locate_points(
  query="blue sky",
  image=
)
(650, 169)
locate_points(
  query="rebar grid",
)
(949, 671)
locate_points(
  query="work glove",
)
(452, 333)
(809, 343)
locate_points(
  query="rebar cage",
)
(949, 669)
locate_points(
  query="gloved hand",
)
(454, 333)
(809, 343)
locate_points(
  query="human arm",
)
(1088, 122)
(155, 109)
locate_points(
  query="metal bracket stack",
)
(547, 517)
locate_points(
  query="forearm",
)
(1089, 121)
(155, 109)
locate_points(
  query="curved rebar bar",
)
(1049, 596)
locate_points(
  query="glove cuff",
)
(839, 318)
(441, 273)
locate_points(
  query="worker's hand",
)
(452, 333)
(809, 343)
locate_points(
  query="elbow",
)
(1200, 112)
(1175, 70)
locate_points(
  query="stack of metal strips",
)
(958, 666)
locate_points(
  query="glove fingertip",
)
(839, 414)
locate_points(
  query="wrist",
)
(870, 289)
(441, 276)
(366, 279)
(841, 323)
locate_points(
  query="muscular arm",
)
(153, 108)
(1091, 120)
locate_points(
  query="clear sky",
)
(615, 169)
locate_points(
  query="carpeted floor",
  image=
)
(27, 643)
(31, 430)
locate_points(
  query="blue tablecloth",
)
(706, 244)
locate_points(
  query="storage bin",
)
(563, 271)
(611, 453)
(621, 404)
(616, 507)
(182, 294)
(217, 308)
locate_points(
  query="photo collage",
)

------

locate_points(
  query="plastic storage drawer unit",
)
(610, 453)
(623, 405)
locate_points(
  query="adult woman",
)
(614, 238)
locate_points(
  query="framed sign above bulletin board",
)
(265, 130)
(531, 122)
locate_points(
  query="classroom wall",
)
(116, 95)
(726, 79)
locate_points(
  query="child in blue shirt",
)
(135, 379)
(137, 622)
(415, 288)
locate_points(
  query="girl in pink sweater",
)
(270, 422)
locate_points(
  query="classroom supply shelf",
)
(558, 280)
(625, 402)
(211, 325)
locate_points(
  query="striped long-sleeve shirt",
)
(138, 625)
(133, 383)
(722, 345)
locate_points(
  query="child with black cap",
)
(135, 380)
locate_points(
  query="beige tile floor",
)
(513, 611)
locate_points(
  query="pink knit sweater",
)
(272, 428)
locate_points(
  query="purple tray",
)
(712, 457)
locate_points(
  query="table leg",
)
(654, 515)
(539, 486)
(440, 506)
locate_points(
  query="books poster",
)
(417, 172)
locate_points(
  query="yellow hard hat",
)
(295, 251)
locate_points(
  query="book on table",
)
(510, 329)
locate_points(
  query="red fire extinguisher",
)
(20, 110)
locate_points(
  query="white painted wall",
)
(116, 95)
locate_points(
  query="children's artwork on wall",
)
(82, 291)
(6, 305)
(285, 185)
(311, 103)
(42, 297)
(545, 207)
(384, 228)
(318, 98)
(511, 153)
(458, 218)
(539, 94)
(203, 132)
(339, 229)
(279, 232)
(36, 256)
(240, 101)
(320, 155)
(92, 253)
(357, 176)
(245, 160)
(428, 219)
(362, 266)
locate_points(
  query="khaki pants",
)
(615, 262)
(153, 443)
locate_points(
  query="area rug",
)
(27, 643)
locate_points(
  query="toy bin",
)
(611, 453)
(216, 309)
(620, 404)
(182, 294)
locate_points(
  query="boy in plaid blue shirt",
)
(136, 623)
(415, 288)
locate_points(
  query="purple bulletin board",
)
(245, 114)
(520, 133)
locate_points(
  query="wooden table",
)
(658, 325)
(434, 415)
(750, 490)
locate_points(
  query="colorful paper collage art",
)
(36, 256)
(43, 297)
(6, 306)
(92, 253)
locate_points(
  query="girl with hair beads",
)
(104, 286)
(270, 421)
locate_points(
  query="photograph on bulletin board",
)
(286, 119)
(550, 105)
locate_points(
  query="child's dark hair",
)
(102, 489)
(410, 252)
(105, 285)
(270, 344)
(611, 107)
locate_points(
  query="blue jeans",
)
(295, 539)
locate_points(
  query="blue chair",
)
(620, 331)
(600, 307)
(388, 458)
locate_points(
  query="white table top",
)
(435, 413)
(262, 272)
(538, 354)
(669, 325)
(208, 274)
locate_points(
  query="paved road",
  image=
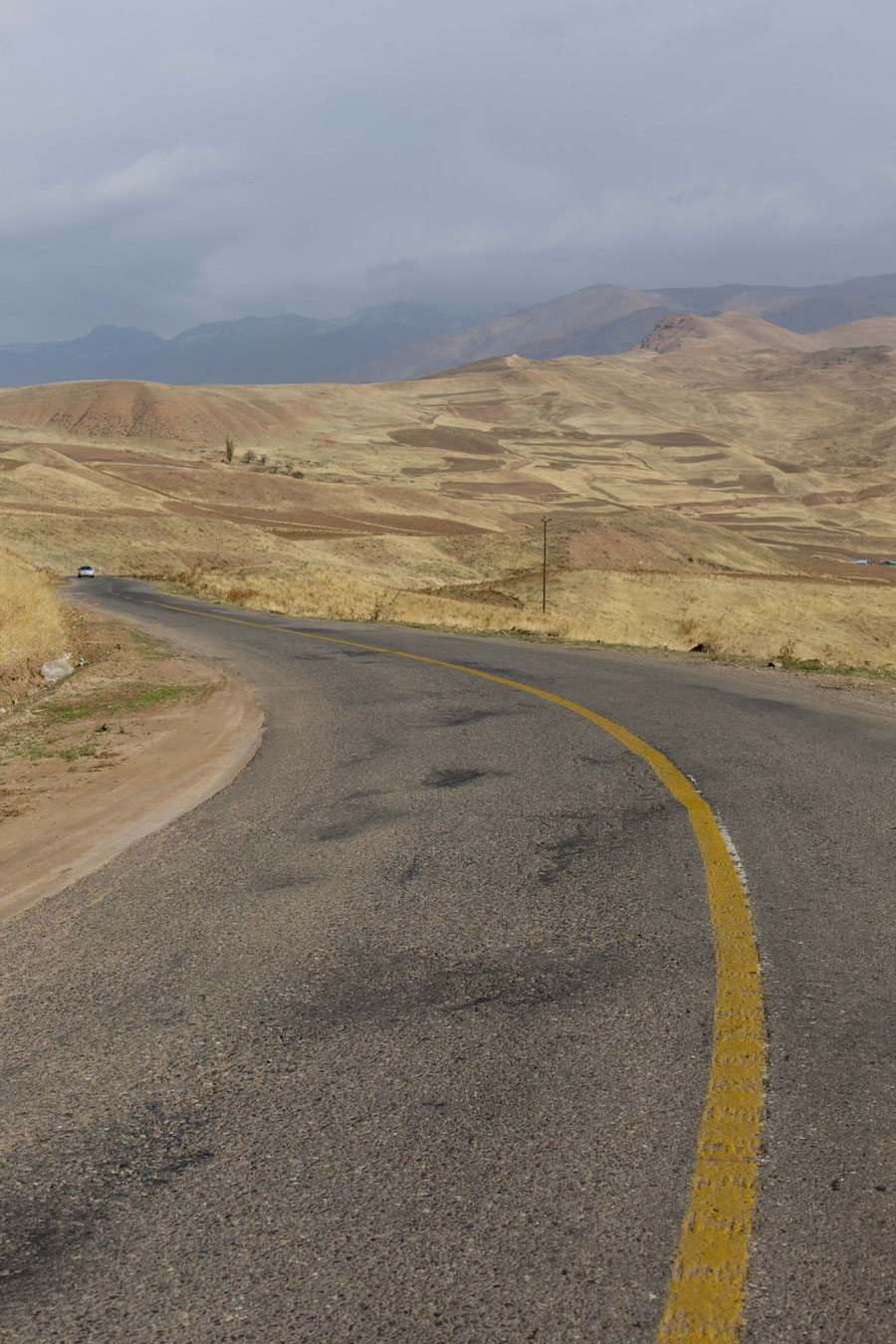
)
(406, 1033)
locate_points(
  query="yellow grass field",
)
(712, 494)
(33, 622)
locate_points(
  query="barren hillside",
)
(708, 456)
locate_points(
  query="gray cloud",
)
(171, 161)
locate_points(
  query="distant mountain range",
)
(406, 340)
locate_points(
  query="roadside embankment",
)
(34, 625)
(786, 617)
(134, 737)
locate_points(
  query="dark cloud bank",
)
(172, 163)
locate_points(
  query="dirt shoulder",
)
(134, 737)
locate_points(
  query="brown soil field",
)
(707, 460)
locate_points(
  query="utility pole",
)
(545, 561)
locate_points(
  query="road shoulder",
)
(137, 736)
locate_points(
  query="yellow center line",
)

------

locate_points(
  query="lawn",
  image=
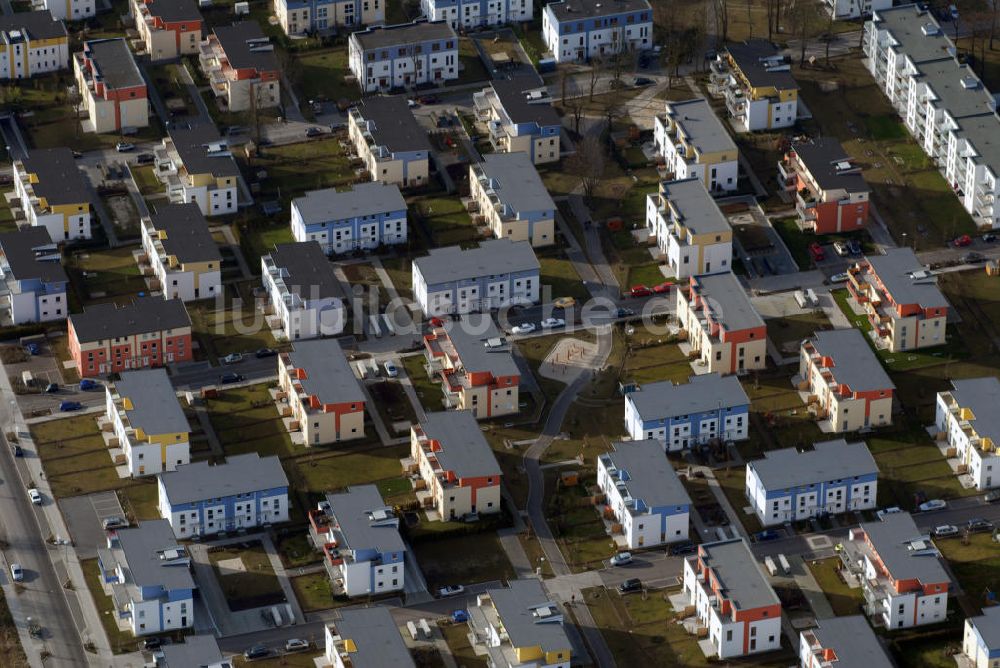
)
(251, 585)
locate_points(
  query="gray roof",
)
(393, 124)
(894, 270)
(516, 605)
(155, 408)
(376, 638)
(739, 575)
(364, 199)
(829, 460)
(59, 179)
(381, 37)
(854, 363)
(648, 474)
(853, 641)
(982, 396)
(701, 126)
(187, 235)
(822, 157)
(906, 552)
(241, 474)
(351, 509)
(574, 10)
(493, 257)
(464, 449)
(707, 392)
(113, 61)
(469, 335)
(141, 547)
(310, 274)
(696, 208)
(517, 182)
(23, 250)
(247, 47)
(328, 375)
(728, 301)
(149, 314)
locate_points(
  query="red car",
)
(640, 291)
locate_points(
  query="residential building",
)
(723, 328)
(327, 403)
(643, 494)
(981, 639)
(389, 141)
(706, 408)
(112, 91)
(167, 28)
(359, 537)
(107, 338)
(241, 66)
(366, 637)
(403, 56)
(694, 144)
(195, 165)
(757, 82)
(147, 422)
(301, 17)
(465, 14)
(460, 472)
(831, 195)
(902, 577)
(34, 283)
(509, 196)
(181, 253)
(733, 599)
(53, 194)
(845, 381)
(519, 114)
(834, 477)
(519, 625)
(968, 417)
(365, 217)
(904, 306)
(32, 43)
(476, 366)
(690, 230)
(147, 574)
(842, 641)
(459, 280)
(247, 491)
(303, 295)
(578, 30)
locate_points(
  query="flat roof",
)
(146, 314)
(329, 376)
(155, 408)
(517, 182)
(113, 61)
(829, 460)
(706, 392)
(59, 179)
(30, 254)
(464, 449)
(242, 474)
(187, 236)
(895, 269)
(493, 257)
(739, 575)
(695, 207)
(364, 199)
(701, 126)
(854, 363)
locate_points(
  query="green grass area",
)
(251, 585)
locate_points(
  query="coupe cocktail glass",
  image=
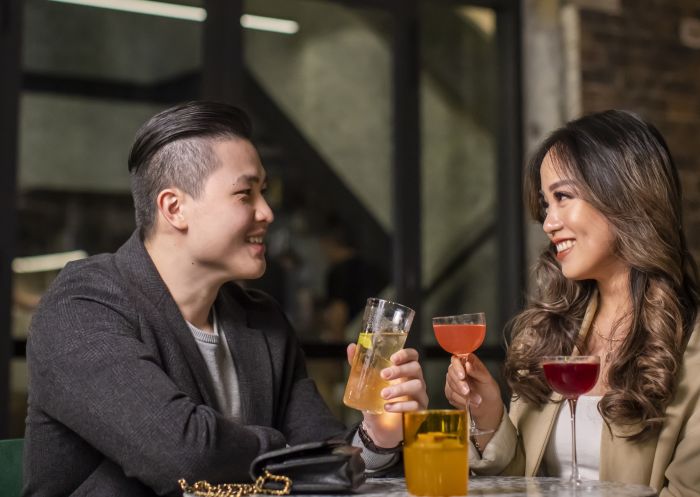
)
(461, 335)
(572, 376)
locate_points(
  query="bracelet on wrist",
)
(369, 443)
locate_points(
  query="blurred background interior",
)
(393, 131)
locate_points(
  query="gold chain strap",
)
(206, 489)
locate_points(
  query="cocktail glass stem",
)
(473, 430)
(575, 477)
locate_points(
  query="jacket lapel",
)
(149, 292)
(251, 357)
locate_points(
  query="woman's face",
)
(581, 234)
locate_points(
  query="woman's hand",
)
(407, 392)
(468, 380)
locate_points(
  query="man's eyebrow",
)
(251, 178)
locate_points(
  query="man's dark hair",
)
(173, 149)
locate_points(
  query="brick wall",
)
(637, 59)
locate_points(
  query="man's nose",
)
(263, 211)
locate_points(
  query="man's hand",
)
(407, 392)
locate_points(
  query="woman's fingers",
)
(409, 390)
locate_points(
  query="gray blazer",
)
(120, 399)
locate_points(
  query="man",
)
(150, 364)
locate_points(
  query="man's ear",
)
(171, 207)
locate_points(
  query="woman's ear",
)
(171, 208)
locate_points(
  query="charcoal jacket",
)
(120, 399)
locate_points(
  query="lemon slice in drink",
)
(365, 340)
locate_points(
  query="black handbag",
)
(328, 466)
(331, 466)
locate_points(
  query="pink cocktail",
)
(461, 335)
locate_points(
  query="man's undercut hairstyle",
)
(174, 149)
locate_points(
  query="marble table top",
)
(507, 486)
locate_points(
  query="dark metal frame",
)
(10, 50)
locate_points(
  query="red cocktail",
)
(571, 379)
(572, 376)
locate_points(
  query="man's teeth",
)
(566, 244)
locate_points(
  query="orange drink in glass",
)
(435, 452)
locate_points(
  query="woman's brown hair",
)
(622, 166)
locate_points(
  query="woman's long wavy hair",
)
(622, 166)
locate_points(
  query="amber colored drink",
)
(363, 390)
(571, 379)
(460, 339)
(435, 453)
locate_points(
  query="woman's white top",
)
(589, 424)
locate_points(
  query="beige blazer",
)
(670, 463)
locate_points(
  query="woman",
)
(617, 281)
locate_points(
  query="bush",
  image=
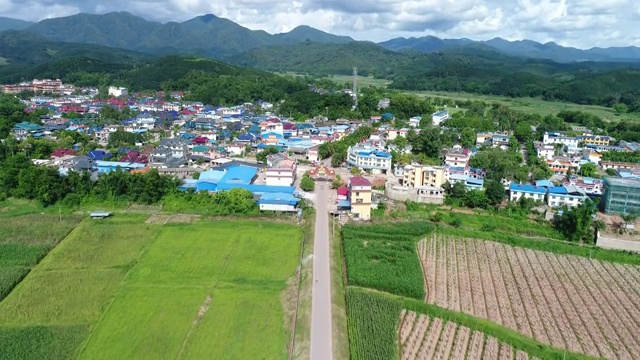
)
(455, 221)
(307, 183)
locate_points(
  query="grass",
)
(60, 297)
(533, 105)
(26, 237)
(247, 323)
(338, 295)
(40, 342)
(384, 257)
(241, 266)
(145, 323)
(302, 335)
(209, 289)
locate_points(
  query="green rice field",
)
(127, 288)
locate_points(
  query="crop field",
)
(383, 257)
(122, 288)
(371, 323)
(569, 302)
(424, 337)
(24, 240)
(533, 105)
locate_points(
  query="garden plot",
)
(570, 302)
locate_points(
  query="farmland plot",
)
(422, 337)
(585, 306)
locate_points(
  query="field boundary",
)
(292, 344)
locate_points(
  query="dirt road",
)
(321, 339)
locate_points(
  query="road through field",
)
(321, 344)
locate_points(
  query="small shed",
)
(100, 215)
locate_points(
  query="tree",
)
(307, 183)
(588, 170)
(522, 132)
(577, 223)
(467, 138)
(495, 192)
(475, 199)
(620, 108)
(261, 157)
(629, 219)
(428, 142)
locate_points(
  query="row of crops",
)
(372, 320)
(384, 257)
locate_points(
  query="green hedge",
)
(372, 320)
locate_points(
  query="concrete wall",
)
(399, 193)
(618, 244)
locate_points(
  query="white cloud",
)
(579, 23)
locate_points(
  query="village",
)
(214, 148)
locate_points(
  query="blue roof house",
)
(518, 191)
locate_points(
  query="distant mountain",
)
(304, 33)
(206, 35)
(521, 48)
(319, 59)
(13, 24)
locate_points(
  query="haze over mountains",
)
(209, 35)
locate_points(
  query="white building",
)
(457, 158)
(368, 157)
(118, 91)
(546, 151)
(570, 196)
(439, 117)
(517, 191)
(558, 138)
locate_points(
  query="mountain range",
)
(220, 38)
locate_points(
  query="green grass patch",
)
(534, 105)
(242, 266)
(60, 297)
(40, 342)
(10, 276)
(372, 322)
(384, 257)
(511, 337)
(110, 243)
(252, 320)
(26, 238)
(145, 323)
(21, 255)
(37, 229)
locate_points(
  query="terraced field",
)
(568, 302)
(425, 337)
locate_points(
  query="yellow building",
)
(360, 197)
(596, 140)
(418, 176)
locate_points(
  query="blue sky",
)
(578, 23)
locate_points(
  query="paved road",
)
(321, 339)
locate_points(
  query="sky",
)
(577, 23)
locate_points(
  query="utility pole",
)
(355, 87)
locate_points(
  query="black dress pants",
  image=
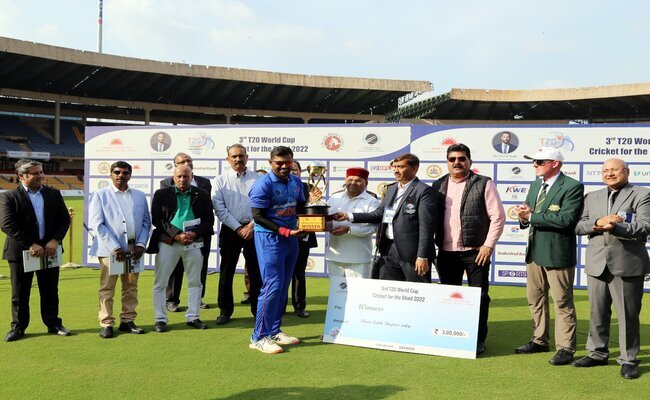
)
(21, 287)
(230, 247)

------

### What is expected
Go through the lines above and copy any that contain "classroom".

### Exercise answer
  query="classroom wall",
  query="classroom supply shelf",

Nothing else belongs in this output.